* Assigned task *
Please reproduce every one of the rows below word for word, leaving out the pictures.

(Beginning of Given records)

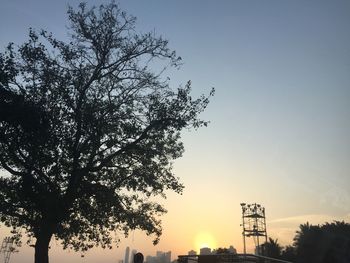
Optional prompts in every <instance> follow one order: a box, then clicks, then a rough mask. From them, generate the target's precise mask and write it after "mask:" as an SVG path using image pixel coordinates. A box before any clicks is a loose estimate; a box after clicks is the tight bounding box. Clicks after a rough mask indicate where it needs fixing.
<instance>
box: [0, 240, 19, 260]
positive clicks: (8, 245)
mask: <svg viewBox="0 0 350 263" xmlns="http://www.w3.org/2000/svg"><path fill="white" fill-rule="evenodd" d="M13 243H14V239H13V238H11V237H5V238H4V239H3V241H2V243H1V247H0V254H4V263H9V262H10V257H11V253H15V252H18V251H17V250H16V248H15V247H14V245H13Z"/></svg>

(End of Given records)

* Result of the exercise *
Optional prompts in every <instance> follow one order: a box, then clicks, then a rough mask. From them, generate the target's precise mask and write it after "mask:" as an SVG path using image pixel coordinates. A box before any clicks is a loose estimate; a box after clicks is the tight bounding box. Clicks after a rough mask indicate where it needs fixing.
<instance>
box: [0, 240, 19, 260]
positive clicks: (8, 245)
mask: <svg viewBox="0 0 350 263" xmlns="http://www.w3.org/2000/svg"><path fill="white" fill-rule="evenodd" d="M13 243H14V239H13V238H11V237H5V238H4V239H3V241H2V243H1V247H0V254H4V263H9V262H10V257H11V253H15V252H18V251H17V250H16V248H15V247H14V245H13Z"/></svg>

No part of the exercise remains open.